Selection:
▼
# Something New to Consider. Pelleting or Cubeing Machine



## Dan.hasbargen (Mar 11, 2010)

If it were possible to use a machine much like the John Deere 425 Cuber to harvest any of the crop residues for delivery to an energy plant, Would you use one? How much capacity would it need to have? 5 tons/hr or up to 15 tons/hr? If the machine were to cost around $400,000 and could profit around $20.00 per ton after all operating expences, would it be feasible to own? Just some thoughs I have been kicking around.


----------



## haybaler101 (Nov 30, 2008)

Just some rough figuring, but I come with $15/ton just to cover ownership of the machine itself at 15 ton/hour on a $400,000 investment. Still doesn't cover repairs, fuel, labor, transportation of product or anything else. So, until biomass hits about $100/ton, I don't think its going to be feasible to produce. (I figured 300 hours use at 15 ton/hour per year on 3 year use.)


----------



## Dan.hasbargen (Mar 11, 2010)

I'm thinking along the lines that the cubes would be worth around $95 to $100 a ton at the gate of a plant. Would the machine be better as a pull type? That would take close to $150,000 off the price. You would need to pull a side dump wagon for the cubes.


----------



## swmnhay (Jun 13, 2008)
▲
Recorded information:
▼
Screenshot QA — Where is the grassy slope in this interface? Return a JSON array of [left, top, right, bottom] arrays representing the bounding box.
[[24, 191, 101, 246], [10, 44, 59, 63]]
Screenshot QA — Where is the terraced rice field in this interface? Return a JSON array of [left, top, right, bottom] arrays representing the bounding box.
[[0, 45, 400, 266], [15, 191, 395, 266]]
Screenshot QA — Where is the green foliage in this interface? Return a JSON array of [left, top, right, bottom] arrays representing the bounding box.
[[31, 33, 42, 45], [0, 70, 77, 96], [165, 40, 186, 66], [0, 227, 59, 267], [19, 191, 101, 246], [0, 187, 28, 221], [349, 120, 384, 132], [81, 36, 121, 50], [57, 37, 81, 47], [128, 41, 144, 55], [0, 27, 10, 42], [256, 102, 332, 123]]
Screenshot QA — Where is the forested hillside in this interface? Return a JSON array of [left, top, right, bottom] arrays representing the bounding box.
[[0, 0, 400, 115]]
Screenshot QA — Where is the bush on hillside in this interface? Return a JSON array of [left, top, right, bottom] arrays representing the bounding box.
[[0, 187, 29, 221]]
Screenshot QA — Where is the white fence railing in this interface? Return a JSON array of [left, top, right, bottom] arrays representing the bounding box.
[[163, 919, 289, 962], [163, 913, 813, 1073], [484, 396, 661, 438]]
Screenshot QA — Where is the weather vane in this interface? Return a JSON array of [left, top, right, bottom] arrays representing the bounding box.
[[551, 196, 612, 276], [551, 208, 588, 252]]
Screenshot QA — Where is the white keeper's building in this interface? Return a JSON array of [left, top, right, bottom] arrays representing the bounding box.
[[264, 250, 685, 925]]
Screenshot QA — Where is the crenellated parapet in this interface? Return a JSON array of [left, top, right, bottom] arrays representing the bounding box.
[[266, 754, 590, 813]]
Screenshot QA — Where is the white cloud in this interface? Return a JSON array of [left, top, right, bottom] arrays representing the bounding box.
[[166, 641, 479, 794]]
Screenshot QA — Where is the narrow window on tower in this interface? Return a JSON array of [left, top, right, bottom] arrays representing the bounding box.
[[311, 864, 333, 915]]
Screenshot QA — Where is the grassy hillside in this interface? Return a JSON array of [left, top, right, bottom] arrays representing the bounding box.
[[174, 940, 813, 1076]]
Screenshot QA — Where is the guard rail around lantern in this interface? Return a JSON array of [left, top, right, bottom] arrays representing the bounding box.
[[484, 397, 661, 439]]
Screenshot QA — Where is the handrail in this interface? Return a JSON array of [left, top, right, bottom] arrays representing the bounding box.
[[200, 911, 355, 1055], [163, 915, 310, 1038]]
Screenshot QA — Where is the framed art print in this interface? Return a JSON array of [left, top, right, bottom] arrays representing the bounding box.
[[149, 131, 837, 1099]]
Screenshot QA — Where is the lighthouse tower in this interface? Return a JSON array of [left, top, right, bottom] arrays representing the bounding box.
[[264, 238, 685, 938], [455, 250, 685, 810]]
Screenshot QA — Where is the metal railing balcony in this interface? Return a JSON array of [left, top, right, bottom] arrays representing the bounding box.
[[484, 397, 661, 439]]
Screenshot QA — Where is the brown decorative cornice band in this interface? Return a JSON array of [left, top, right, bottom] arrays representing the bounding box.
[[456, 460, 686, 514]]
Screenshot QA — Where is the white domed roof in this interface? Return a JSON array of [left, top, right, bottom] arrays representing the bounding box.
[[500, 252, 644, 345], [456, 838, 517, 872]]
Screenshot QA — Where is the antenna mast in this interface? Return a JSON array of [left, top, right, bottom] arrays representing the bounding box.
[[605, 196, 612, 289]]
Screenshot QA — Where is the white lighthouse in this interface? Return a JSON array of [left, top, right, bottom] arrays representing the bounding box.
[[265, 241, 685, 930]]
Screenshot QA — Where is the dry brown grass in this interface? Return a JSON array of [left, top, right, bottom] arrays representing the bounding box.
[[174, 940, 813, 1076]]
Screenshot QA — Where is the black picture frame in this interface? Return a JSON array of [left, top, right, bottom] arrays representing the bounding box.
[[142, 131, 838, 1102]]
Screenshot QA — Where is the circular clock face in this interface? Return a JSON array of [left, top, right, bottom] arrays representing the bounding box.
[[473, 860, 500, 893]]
▲
Prompt A:
In the cubing machine thread, do these statements agree with the text? Answer yes or no for each, and quote the deciding words. (i) Dan.hasbargen put the machine's cost at around $400,000. (ii) haybaler101's figuring assumed 500 hours of use per year. (iii) Dan.hasbargen said a pull-type version would take close to $150,000 off the price.
Prompt B:
Can you write the next part of the cubing machine thread, picking up after its last line?
The material plays no part here.

Exercise answer A:
(i) Yes: "If the machine were to cost around $400,000"
(ii) No: "I figured 300 hours use at 15 ton/hour per year on 3 year use."
(iii) Yes: "Would the machine be better as a pull type? That would take close to $150,000 off the price."

Exercise answer B:
I wonder about moisture levels to make the cubes.To dry they will fall apart.To wet they would mold and heat.

Interesting idea tho.

Maybe move machine from wheat country to corn country to get a longer season.With that huge of an investment and resale would be very low it would have to be used more than 300 hrs per yr


----------



## Dan.hasbargen (Mar 11, 2010)

There are some good reasons to consider such a machine. It would save a lot of time and equipment needed to collect and stack bales. It would greatly improve the ease of handleing and reduce transportation cost. Storage cost would be reduced and fire risk would be reduced. I am particle to a self propelled unit (like a combine) that would be able to have several different type of headers on it, although a pickup head would be used the most. It could have a crop shredder type of head that could gather corn stalks for cubeing and mabe elliminate the shredding/windrowing operation. They are having good results with pelleting stover at 20 too 25% moisture. The pelleting operation drys the material down to 15% or removes up to 12% from the stover. I don't think there would be that much reduction in moisture with cubeing as it won't get that hot going through the dies. It all depends on what type of process can be adapted into a machine that will have the capacity to make it a practical operation.


----------



## mlappin (Jun 25, 2009)

Dan.hasbargen said:


> If it were possible to use a machine much like the John Deere 425 Cuber to harvest any of the crop residues for delivery to an energy plant, Would you use one? How much capacity would it need to have? 5 tons/hr or up to 15 tons/hr? If the machine were to cost around $400,000 and could profit around $20.00 per ton after all operating expences, would it be feasible to own? Just some thoughs I have been kicking around.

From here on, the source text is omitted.